### What you have to do
Beginning at the line that contains "Please put a point on each instance of the wet" and continuing through the end of the records, reproduce those lines with "thickest part" changed to "widest part" and nothing else altered.

Saved data entries:
<<<<
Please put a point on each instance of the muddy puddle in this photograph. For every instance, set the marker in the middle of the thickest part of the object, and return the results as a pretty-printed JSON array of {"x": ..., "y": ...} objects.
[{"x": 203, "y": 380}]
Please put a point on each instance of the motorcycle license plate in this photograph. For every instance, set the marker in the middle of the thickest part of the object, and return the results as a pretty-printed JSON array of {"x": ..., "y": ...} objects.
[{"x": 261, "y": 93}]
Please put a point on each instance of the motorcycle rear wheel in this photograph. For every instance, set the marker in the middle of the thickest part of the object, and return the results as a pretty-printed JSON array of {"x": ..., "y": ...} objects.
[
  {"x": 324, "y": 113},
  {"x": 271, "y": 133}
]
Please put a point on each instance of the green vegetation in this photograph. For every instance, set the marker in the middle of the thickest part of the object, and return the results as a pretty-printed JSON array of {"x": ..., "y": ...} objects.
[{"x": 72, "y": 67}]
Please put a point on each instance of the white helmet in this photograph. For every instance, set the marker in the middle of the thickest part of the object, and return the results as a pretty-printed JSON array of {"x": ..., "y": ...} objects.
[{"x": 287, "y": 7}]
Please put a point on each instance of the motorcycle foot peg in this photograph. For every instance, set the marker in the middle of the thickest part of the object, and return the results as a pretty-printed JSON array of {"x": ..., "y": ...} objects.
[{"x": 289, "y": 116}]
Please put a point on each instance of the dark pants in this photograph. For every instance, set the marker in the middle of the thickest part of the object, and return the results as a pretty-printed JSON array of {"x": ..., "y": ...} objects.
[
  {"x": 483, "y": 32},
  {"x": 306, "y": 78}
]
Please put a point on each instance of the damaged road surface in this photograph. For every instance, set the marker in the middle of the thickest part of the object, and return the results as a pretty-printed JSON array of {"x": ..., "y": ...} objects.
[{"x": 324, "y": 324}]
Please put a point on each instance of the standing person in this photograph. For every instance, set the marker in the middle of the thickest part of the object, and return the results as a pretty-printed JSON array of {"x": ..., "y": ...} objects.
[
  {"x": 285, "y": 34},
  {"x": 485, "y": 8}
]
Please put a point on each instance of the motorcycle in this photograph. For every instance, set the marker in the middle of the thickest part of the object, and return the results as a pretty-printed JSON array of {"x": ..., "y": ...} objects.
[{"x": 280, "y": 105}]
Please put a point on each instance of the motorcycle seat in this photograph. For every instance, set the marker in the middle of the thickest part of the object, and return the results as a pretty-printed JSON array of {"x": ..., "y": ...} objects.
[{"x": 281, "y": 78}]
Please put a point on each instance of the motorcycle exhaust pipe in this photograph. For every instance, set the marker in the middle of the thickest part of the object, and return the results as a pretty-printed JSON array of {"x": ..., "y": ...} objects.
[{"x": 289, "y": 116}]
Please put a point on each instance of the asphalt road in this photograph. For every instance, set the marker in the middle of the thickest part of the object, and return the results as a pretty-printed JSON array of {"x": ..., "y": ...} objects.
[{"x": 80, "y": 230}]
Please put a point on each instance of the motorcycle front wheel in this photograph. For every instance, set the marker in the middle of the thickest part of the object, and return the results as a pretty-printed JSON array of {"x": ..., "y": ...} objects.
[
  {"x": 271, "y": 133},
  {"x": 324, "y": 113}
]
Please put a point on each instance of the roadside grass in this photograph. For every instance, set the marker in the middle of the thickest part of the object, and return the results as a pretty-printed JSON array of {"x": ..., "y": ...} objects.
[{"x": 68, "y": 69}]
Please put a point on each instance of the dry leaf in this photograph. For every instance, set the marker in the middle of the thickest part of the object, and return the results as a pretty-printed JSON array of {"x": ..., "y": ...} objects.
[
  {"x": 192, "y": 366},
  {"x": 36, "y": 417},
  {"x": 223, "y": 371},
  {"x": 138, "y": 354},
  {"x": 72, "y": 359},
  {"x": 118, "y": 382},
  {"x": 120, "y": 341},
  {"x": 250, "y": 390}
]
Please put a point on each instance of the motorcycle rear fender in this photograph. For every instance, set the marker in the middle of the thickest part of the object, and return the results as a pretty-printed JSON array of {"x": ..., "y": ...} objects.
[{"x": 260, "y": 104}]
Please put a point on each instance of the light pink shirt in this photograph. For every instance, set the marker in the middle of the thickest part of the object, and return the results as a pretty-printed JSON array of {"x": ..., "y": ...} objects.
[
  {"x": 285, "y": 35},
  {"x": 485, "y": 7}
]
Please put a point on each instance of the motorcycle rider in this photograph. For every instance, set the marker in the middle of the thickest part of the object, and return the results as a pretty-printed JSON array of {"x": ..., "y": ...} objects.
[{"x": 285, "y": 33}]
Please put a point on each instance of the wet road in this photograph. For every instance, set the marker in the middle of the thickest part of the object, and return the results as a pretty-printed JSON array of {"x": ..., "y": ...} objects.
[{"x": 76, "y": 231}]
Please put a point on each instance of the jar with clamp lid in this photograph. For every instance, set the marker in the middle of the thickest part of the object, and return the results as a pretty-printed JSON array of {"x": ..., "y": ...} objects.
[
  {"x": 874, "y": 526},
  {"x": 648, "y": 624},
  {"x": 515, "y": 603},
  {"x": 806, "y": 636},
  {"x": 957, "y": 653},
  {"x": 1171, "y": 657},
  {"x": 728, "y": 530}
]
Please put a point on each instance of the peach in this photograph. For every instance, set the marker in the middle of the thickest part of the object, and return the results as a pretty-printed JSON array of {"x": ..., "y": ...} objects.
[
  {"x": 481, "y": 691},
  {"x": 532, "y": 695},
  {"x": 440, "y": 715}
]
>>>>
### Written reply
Please put a point on each instance of the wet road in this photograph. For every instance, set the marker in the middle of the widest part of the object, and return the results as a pretty-printed JSON array of {"x": ..., "y": ...} objects.
[{"x": 76, "y": 231}]
Please put a point on each instance of the jar with clamp lid in this photograph. For every instance, set the marker in the middle of the widest part of the object, and return the results as a pretty-printed JSON array of {"x": ..., "y": ...} objects.
[
  {"x": 874, "y": 526},
  {"x": 648, "y": 624},
  {"x": 515, "y": 603},
  {"x": 806, "y": 636},
  {"x": 957, "y": 653},
  {"x": 1171, "y": 657},
  {"x": 728, "y": 530}
]
Please put a point on each instance of the peach in this photograph. For every instance, set the marker in the middle of the widest part of the object, and return the results as a pretty-printed JSON array of {"x": ..., "y": ...} objects.
[
  {"x": 481, "y": 691},
  {"x": 532, "y": 695},
  {"x": 440, "y": 715}
]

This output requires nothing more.